GIVEN INSTRUCTION: Count the lines in the listing below that contain the string "woman". Reply with the number alone.

== RECORDS

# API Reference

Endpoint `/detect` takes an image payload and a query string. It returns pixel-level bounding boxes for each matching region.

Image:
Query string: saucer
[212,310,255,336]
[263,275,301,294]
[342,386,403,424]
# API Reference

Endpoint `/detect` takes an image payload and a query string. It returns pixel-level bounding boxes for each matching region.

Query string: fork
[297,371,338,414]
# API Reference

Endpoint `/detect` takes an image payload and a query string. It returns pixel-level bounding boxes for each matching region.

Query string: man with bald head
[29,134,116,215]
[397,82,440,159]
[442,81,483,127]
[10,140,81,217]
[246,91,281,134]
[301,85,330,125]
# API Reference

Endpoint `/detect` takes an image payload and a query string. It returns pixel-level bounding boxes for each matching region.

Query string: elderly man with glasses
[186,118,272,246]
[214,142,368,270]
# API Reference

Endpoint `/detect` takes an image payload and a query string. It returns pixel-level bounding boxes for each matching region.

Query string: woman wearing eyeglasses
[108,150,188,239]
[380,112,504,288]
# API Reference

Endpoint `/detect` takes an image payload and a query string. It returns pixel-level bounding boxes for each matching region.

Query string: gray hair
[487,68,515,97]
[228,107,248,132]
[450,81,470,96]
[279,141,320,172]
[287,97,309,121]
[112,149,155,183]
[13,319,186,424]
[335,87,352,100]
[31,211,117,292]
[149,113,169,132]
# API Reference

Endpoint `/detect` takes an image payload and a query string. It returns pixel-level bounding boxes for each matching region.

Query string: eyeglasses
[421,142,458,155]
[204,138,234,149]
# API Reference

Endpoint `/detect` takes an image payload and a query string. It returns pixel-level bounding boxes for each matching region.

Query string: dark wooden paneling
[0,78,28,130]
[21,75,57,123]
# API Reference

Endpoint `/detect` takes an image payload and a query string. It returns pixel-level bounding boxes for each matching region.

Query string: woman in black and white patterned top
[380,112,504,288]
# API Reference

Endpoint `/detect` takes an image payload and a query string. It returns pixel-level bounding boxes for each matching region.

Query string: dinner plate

====

FINISHED ANSWER: 2